Exercise instructions
Extract every one of the items below and reproduce each line word for word.

Given records
◆ ◆ ◆ ◆ ◆ ◆ ◆

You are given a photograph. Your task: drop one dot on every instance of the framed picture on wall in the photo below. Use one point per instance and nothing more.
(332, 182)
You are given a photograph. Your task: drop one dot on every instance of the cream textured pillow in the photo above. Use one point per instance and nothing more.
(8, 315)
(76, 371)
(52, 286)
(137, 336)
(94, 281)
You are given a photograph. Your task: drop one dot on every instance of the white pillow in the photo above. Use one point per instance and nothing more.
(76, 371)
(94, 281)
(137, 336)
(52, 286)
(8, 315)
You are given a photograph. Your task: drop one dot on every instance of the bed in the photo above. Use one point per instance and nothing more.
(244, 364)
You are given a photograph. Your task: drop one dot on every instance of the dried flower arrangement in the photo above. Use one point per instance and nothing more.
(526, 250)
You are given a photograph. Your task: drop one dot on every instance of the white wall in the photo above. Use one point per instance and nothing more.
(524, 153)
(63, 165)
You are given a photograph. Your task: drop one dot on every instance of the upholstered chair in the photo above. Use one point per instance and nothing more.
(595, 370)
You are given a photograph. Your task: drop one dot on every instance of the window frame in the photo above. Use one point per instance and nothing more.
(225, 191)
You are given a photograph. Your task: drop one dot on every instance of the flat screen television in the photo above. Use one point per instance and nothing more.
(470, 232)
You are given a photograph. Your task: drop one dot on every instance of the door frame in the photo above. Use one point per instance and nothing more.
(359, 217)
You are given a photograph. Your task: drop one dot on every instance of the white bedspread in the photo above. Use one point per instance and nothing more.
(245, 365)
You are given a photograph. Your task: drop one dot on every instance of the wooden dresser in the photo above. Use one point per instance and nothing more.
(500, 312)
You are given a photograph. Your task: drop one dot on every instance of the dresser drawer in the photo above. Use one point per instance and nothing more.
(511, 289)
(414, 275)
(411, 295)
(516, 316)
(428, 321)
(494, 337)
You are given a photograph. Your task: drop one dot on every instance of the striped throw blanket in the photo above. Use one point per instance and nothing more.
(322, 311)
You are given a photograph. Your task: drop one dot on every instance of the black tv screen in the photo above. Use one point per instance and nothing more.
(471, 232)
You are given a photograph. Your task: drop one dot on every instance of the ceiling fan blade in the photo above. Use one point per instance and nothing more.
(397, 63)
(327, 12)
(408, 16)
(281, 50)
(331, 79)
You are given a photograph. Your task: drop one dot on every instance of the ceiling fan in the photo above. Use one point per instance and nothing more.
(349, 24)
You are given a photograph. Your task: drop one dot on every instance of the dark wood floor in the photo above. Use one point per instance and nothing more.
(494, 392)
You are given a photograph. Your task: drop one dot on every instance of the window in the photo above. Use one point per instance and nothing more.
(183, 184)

◆ ◆ ◆ ◆ ◆ ◆ ◆

Answer to the problem
You are given a photograph. Your task: drop one dot on every instance of the framed picture on wall in the photo below. Use one point per instance and nothing more.
(332, 182)
You are given a photograph. Your task: drop one dot on every instance of the cream textured pillow in the photo above. Use one point per instance and nothing more.
(8, 315)
(76, 371)
(52, 286)
(137, 336)
(94, 281)
You are given a photograph. Your task: drop one dot on every instance of the white pillow in the photo above. Use one point per instance and nothing more.
(76, 371)
(94, 281)
(137, 336)
(52, 286)
(8, 315)
You are given a photograph. Your task: drop one dot on every instance of the bed in the photo above. Use one point per instance and nothing more.
(244, 364)
You are given a photograph. Your task: drop one dot on every instance of the dried flower arrangement in the photo above. Use one point per instance and nothing more.
(526, 250)
You are given a photograph. Your task: drop one dot on every instance of the white wall in the photo above. Use one point per instance and nothing more.
(524, 153)
(63, 165)
You are given a photograph. Your task: drop one dot on every instance of the upholstered chair in the photo above. Use one point per instance and nothing more.
(595, 370)
You are given a photograph. Your task: drop one dot on every instance of the window frame in the photo above. Use one point per instance and nothing more.
(225, 191)
You are given a photograph. Your task: drop one dot on every instance of the flat screen television in the photo above. Use one point per instance and nothing more.
(470, 232)
You are given a photograph. Your task: drop one dot on every instance of the door frame in the photo above. Use one point per instance and nothing more.
(359, 217)
You are given a photograph. Your task: drop one dot on every instance of the white bedspread in the photo above. Use one point per instance and nothing more.
(245, 365)
You are given a photograph. Your task: drop one dot on every instance of the wooden dresser in the photo above. Use one point per instance and nothing more.
(500, 312)
You are given a photograph. Your task: drop one dot on every instance of the dresser drawer in the photo above. Use one point per instance and nothing more.
(511, 289)
(414, 275)
(411, 295)
(516, 316)
(428, 321)
(494, 337)
You are given a photograph. Your task: drop one dot on every instance of the striped throw blanket in the photo above. Use one point per instance and nothing more.
(322, 311)
You are given a photograph. Your task: drop one dot on every instance of the black tv screen in the photo above. Use one point per instance and nothing more.
(471, 232)
You are given a photograph. Your task: drop one dot on every instance of the ceiling fan blade in the photo above. Use one point per instance and nothing more.
(397, 63)
(327, 12)
(408, 16)
(281, 50)
(331, 79)
You are given a photograph. Your task: drop one dot on every instance of the ceiling fan in the photo above. Use one point per instance and nothing more.
(349, 24)
You are given a photograph. Your task: drop one dot on every instance of the dark wood floor in the photo above. Use one point per instance and nothing more.
(494, 392)
You are given a photograph. Your task: drop one dot on every instance of the window in the photo above. Use one point per instance and nothing more.
(183, 184)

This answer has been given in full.